EXCERPTED RECORDS ->

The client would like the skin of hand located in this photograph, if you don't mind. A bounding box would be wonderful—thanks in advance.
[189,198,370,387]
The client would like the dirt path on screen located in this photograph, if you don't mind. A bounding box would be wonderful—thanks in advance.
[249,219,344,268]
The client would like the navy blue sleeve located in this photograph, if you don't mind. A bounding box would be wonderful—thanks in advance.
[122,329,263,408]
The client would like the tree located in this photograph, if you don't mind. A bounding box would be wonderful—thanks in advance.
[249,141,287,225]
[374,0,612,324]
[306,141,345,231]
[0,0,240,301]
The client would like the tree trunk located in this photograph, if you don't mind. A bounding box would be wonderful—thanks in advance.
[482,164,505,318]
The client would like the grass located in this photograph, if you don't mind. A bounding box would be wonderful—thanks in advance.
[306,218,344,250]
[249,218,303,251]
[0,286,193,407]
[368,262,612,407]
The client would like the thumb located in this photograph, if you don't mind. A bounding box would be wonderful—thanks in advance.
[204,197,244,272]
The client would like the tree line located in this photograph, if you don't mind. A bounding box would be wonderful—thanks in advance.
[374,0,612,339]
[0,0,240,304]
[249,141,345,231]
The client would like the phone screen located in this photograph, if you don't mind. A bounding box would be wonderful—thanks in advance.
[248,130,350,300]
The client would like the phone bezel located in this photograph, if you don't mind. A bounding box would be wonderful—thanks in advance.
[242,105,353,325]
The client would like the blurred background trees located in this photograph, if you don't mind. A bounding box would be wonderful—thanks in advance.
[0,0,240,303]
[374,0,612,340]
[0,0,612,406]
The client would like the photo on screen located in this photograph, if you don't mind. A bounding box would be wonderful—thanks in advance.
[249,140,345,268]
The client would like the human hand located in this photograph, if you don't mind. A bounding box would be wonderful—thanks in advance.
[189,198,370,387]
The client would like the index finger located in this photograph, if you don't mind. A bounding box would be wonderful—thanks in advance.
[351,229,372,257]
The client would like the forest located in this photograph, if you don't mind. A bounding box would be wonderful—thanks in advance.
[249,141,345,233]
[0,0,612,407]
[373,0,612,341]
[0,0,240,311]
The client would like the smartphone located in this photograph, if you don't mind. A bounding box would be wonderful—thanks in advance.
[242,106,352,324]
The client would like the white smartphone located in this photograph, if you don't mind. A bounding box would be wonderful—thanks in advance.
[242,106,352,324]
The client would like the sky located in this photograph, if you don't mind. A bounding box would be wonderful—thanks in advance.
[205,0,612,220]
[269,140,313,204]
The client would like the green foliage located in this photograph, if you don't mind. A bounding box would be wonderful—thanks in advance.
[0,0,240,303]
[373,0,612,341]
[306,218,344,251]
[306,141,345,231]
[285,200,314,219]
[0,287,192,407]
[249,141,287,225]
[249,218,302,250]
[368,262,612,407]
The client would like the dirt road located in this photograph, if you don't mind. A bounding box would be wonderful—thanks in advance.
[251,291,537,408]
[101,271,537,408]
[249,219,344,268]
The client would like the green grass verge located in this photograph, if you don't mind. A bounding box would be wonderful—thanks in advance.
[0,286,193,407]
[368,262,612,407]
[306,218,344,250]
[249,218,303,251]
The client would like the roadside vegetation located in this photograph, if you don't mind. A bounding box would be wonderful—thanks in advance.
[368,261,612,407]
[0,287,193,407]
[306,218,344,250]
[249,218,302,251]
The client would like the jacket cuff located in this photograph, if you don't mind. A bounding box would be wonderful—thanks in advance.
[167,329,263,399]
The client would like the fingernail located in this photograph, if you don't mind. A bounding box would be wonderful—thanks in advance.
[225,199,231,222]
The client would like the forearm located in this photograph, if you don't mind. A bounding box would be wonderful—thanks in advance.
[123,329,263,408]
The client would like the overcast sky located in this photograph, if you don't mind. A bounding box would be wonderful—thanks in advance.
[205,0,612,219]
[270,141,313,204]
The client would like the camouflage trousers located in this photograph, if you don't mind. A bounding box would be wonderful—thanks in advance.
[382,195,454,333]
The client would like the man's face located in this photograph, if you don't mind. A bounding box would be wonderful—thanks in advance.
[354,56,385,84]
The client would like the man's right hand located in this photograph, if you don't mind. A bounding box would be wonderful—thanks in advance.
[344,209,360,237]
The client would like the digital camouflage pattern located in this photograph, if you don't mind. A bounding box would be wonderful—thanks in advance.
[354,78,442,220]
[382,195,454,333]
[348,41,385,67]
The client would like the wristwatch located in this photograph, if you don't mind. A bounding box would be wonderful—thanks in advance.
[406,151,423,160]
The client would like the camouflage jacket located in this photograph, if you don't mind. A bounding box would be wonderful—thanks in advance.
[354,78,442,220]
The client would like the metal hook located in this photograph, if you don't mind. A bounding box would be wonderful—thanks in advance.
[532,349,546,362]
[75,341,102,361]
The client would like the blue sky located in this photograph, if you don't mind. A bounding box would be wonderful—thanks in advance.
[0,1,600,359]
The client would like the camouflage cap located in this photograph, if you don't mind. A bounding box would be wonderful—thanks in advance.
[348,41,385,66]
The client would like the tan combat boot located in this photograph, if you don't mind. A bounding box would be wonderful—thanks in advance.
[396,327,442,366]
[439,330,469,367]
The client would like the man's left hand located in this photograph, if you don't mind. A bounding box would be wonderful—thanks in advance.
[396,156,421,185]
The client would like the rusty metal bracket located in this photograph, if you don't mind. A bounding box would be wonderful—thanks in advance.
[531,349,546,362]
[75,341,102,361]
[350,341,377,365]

STATED GOAL -> Please rewrite all of the entries above, replacing "The client" with "The customer" wherever it occurs and leaving everything else unchanged.

FINAL RESULT ->
The customer would like the skin of hand located in this photograph, if you don't mind. A bounding box would be wonderful—thanks in advance.
[189,198,370,387]
The customer would like the dirt path on screen located in this photograph, if you don't mind. A bounding box would be wonderful—thanks in advance.
[249,219,344,268]
The customer would like the navy blue sleeve located in this photograph, if you don't mind. A bounding box would be wonderful—thanks in advance.
[122,329,263,408]
The customer would like the tree located in this photograph, if you don't mind. A bounding box would be wonderful—thanks in advance.
[249,141,287,225]
[374,0,612,324]
[306,141,345,231]
[0,0,240,301]
The customer would like the tree trunk located in this photograph, if you don't mind. A bounding box would be wonderful—thanks in advance.
[482,164,505,318]
The customer would like the grass located in this photograph, if you don't mind. A bounding box would be wonderful—thanks in advance.
[306,218,344,250]
[249,218,303,251]
[0,286,193,407]
[368,262,612,407]
The customer would like the thumb located in this photograph, if you don't mind. A bounding box would be wonderful—thanks in advance.
[204,197,244,272]
The customer would like the tree line located in this photograph, if you don't mind. A bounding box would be wonderful—thanks in advance.
[374,0,612,339]
[0,0,240,304]
[249,141,345,231]
The customer would like the phone screen located in this photograph, if you don't mind. A bounding box would be wonderful—thanks in advance.
[248,130,350,300]
The customer would like the phone bezel located in this photograph, if you don't mind. A bounding box would be wonderful—thanks in advance.
[242,105,353,325]
The customer would like the blurred background trees located in this photograph, if you don't mind. A bounding box would be wonderful—thanks in advance.
[0,0,240,303]
[374,0,612,340]
[0,0,612,406]
The customer would like the photo on screen located in this photograph, if you don't mind. A bounding box would be wonderful—thanks in advance.
[249,140,345,268]
The customer would like the human hand located in this photograph, if you don't mind. A bounding box would be wonderful—thanks in advance.
[189,198,370,387]
The customer would like the index finger located in this photograph, if you don't mind. A bounding box would be wonderful—thanks in advance.
[351,229,372,257]
The customer would like the forest located in this photograph, if you don't mind. A bounding box would be wonderful—thanks in advance.
[249,141,345,233]
[0,0,612,407]
[373,0,612,341]
[0,0,240,311]
The customer would like the smartphone located in this photograph, if you don't mind. A bounding box would be wonderful—thanks in advance.
[242,106,352,324]
The customer would like the white smartphone located in this photograph, if you don't mind. A bounding box would be wonderful—thanks in advance.
[242,106,352,324]
The customer would like the sky located in this photograph, if you don't mind. A bounding box would be wonderful—thanks in advance.
[205,0,612,220]
[269,140,313,204]
The customer would like the green foliage located in this photograph, if you don't mind. A bounding box would be wonderful—thanks in advance.
[0,0,240,303]
[373,0,612,341]
[306,218,344,251]
[306,141,345,231]
[285,200,314,219]
[0,287,192,407]
[249,141,287,225]
[249,218,302,250]
[368,262,612,407]
The customer would like the dirt road located in this photograph, if you don't mind. A bounding box would be wonderful—thanks in advance.
[251,291,537,408]
[101,271,537,408]
[249,219,344,268]
The customer would like the green grass verge located in this photograph, if you don't mind. A bounding box would be wonderful—thanks in advance.
[0,286,193,407]
[368,262,612,407]
[306,218,344,250]
[249,218,303,251]
The customer would like the roadside vegetation located in this photograph, if you don't mind. A bounding box would be wonderful—thanks in advance.
[368,261,612,407]
[0,287,193,407]
[306,218,344,250]
[249,218,302,251]
The customer would like the jacket cuff located in this photograph, if you don't mind. A bounding box would be wonderful—thanks in advance.
[167,329,263,399]
The customer would like the fingernail located in this photograph, if you don't mind. A bounding box would be wonderful—thanks in advance.
[225,199,231,222]
The customer would like the forearm located in this photograph, if you don't mind. A bounding box would be wonderful—thanks in advance.
[123,329,263,408]
The customer would like the overcast sky located in this photograph, if you don't mind. A bounding box would be wonderful—thanks in advance.
[205,0,612,219]
[270,141,313,204]
The customer would like the camouflage trousers located in this photograph, if you don't mind. A bounding box would be wonderful—thanks in advance.
[382,195,454,333]
The customer would like the man's face located in this photograph, if you don't mind. A bounding box would be wonderful—thanks in advance.
[354,56,385,84]
The customer would like the man's right hand located in this photograph, if you don't mind. A bounding box would be wonderful—thanks in advance.
[344,209,360,237]
The customer would like the digital camouflage pattern located in this photograph, if you don't mind. A bounding box would be wonderful—thanks in advance.
[354,78,442,220]
[382,195,454,333]
[348,41,385,67]
The customer would like the wristwatch located in this photograph, if you don't mind. A bounding box would be wonderful—thanks in advance.
[406,151,423,160]
The customer would like the camouflage jacket located in this photograph, if you don't mind. A bounding box would be wonderful—thanks in advance.
[354,78,442,220]
The customer would like the metal hook located in this photograph, if you don't mind. A bounding box would be wonderful—thanks in advance.
[532,349,546,362]
[75,341,102,361]
The customer would like the blue sky located in this photograph, if you don't mind. A bounding box would be wonderful—thanks in advance.
[0,1,600,359]
The customer would like the camouflage cap located in this photograph, if you don't mind. A bounding box would be wonderful—thanks in advance.
[348,41,385,66]
The customer would like the tan combat boot located in this photograph, if you don't mind. A bounding box would be wonderful—thanks in advance.
[396,327,442,366]
[439,330,469,367]
The customer would like the man's left hand located in this photograph, if you don't mind. A bounding box would be wonderful—thanks in advance.
[396,156,421,185]
The customer would like the rusty metal bracket located in this photograph, if you don't mind. A bounding box would be wonderful—thanks in advance.
[531,349,546,362]
[75,341,102,361]
[350,341,377,365]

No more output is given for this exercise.